>> start Selected excerpt

Dependencies on the R checkpoint package

Code uses the R checkpoint package. This is set up in the master file makefile.Rmd in the R chunk checkpoint_chunk, which contains the following line of code specifying a date :

checkpoint("2019-01-01",checkpointLocation = "./")

The checkpoint package then automatically scans through other files looking for other required R packages. It then downloads and installs the versions of those packages that were available on the given date. This helps ensure that re-compiling the document uses exactly the same code that was originally used, in spite of package updates and other changes. This can take some time on first run but it is faster on subsequent runs because the packages are already installed. This also means that R package dependencies should only be the checkpoint package, since that package should scan for other packages and install them locally. Quite a few MB disk space are used (about 300Mb).

Dependencies on pandoc

The open source program pandoc converts documents from one format to another. Here, the knitr package uses it to convert the markdown files into latex format so that they can then be turned into PDF files. Installers for multiple operating systems are available here:

Dependencies on pdflatex

The makefile makes a system call to pdflatex, so software supporting that needs to be installed:

Additional dependencies?

>> end Selected excerpt
>> start Listed entries

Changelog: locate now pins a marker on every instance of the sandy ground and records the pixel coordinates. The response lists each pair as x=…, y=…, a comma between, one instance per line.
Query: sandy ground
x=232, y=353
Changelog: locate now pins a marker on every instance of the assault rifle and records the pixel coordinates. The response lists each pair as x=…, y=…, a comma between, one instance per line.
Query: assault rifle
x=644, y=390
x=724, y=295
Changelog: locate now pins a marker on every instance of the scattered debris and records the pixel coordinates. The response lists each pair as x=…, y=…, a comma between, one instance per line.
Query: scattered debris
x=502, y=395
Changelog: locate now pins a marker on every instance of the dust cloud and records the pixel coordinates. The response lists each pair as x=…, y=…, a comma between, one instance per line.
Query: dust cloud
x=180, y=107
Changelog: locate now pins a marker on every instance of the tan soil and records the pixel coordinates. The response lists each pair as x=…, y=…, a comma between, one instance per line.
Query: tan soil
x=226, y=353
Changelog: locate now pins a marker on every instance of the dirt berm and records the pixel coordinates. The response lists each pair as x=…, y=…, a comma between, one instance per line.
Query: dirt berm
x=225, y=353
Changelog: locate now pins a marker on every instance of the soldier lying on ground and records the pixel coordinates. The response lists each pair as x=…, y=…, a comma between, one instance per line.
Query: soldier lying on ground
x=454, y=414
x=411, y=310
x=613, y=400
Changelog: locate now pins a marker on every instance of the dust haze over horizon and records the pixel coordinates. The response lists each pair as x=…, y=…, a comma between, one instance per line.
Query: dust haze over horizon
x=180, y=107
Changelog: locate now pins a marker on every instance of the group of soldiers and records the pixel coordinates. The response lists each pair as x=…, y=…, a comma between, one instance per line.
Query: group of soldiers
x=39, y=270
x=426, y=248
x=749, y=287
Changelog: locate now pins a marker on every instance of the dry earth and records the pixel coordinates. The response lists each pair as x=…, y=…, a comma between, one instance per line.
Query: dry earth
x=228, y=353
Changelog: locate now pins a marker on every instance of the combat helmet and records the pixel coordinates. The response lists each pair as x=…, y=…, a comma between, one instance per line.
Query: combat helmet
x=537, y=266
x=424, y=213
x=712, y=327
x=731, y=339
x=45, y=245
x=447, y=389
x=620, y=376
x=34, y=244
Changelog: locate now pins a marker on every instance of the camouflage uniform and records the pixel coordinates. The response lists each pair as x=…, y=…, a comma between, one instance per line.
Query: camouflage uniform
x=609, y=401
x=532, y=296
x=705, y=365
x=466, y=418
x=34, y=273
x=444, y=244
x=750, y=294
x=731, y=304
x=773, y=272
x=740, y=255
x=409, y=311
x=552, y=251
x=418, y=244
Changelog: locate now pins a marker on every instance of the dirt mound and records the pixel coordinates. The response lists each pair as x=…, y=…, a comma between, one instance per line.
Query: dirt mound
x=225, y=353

>> end Listed entries

Objectives:
1. Copy out, word for word, the stretch of the notes on software dependencies from "The checkpoint package then" through "used (about 300Mb).".
2. Extend the notes on software dependencies, picking up right after their final line.

Written responses:
1.
The checkpoint package then automatically scans through other files looking for other required R packages. It then downloads and installs the versions of those packages that were available on the given date. This helps ensure that re-compiling the document uses exactly the same code that was originally used, in spite of package updates and other changes. This can take some time on first run but it is faster on subsequent runs because the packages are already installed. This also means that R package dependencies should only be the checkpoint package, since that package should scan for other packages and install them locally. Quite a few MB disk space are used (about 300Mb).

2.
If you find additional dependencies were needed on your system, please let us know: The compilation process was tested by Ghosh on Ubuntu 16.04 and by Reuman on a similar computing setup. It has not been tested on other platforms. We have endeavored to list all dependencies we can think of above, but we have only compiled on our own machines, so we cannot guarantee that additional dependencies will not also be needed on other machines, even after data are included (see above). This repository is intended to record a workflow, and is not designed or tested for distribution and wide use on multiple platforms. It is not guaranteed to work on the first try without any hand-holding on arbitrary computing setups.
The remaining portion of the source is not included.